# Exercise brief
Reproduce the material below verbatim, line for line, omitting the pictures.
_ _ _
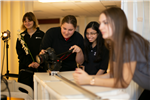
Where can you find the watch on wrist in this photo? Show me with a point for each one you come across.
(92, 81)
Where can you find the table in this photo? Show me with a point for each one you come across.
(53, 88)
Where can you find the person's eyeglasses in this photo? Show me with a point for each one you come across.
(91, 33)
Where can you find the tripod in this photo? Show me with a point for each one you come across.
(7, 72)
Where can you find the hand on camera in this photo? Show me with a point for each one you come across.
(42, 52)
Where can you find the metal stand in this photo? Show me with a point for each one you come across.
(7, 72)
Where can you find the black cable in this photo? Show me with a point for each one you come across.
(3, 59)
(6, 83)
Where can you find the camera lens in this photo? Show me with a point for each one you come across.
(38, 59)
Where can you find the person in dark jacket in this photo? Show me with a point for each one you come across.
(27, 47)
(65, 38)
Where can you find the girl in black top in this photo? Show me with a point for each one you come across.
(96, 55)
(27, 47)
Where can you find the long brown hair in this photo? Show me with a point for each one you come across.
(122, 35)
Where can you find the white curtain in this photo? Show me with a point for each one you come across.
(138, 15)
(11, 13)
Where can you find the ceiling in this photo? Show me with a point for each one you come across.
(60, 9)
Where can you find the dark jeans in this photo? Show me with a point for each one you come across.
(145, 95)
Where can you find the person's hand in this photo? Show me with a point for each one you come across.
(75, 48)
(31, 65)
(42, 52)
(34, 65)
(81, 77)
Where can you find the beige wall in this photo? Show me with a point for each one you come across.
(81, 22)
(11, 13)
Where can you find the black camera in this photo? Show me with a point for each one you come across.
(50, 57)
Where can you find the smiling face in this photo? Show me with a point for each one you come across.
(67, 30)
(28, 24)
(105, 27)
(91, 35)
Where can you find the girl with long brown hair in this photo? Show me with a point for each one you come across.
(129, 55)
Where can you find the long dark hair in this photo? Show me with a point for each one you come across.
(99, 41)
(122, 35)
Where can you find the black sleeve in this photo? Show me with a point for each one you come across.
(105, 58)
(47, 40)
(24, 60)
(80, 42)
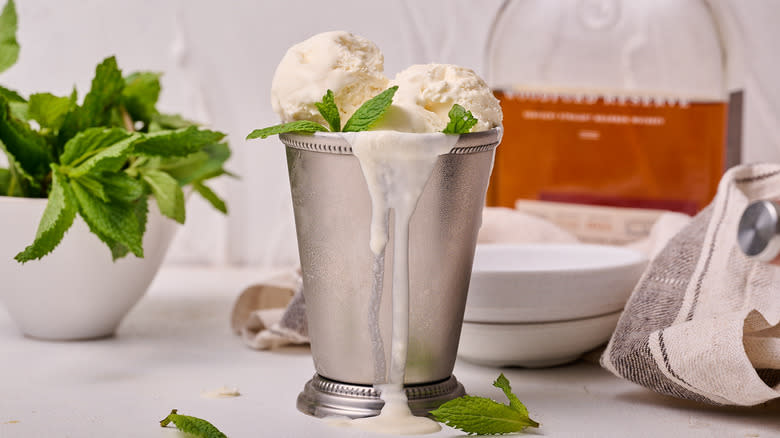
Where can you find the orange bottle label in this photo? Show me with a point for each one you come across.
(617, 151)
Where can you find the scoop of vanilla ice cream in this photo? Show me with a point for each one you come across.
(349, 65)
(436, 87)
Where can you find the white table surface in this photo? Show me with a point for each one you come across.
(177, 343)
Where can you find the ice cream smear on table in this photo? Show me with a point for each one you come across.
(397, 156)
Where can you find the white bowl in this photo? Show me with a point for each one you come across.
(76, 292)
(550, 282)
(534, 345)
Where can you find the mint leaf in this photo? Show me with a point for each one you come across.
(114, 223)
(110, 159)
(329, 111)
(120, 186)
(9, 47)
(514, 402)
(371, 111)
(483, 416)
(87, 143)
(210, 196)
(105, 92)
(298, 126)
(140, 95)
(171, 121)
(167, 192)
(103, 96)
(93, 186)
(48, 110)
(57, 219)
(179, 143)
(25, 148)
(461, 121)
(192, 425)
(205, 164)
(11, 185)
_ _ _
# Full response
Where can you find the watch on wrist in this photo? Show me with a point for each one you come across.
(92, 81)
Where can you find the table in this photo? Show me with a point for each one you come across.
(53, 88)
Where can you find the person's eyeglasses in this photo? Show me with a point for each one you come across.
(91, 33)
Where can you find the tripod in this photo? Show me with a point for each one you come across.
(7, 72)
Where can you find the hand on camera in this photo? Show me with a point for each one you come across.
(42, 52)
Where can you find the metal stand in this photo? Show me with a point for each one you come across.
(7, 72)
Where can you find the black cable in this photo? Show me with a point for each one you come across.
(3, 59)
(6, 83)
Where can you find the camera lens in this photo? Show me with a point for each one you come across.
(38, 59)
Where can you find the person in dark jacket in this photo? Show me with a point for each one you come across.
(27, 47)
(65, 38)
Where can you find the girl in black top in this photo? Show me with a point for each one you come across.
(96, 55)
(27, 47)
Where can you find the long brown hair in this photo? Show me with a point for each one you come across.
(122, 35)
Where can you find the white curtain in this photo? Show me with a point for each one you come across.
(138, 15)
(11, 13)
Where can you find the ceiling in this photo? Show me with a point for each one you come across.
(60, 9)
Where can you find the dark jeans in this photo? Show me with a point for each one you come across.
(145, 95)
Where can you find the person's hand in this photo? Show me with a point for each one you come across.
(75, 48)
(31, 65)
(42, 52)
(34, 65)
(81, 77)
Where can you find the beige wall in this photo? Show me with a point for each one you come across.
(81, 22)
(11, 13)
Where can you find the black camera in this photo? Show me with a point for each one you come across.
(50, 57)
Where can you find the smiling face in this photo? Show me with a point for each one you come across.
(67, 30)
(28, 24)
(105, 27)
(91, 35)
Where can you find the girl with long brown hair in this photo? Show me with a point for each one you come across.
(129, 55)
Where can you find the long dark hair in this photo? Show me with a point for each one you come across.
(99, 41)
(122, 35)
Where can you find the black sleeve in this photo? Show me with a point for each one you come across.
(105, 58)
(47, 40)
(24, 60)
(80, 42)
Where can you find the orange bottle label in this photo? Show me with a point for each one you come across.
(617, 151)
Where can you find the scoop of vanilla ice cream in this photo? Show me with a point for each one you come across.
(349, 65)
(436, 87)
Where can you find the white table surface in this photo? Show me with a point for each one you come across.
(177, 343)
Where can you find the ice cream smear on table in this photo? Show me with a point for each one you come across.
(397, 156)
Where can you find the white bowl in this photo? Show me with a point for each one you come across.
(76, 292)
(550, 282)
(534, 345)
Where can you find the mint leaf in this photo? Show me with a point for each one you come across.
(114, 223)
(110, 159)
(329, 111)
(120, 186)
(9, 47)
(514, 402)
(371, 111)
(483, 416)
(87, 143)
(210, 196)
(105, 92)
(298, 126)
(140, 95)
(171, 121)
(167, 192)
(103, 96)
(93, 186)
(48, 110)
(57, 219)
(179, 143)
(25, 148)
(461, 121)
(192, 425)
(205, 164)
(11, 185)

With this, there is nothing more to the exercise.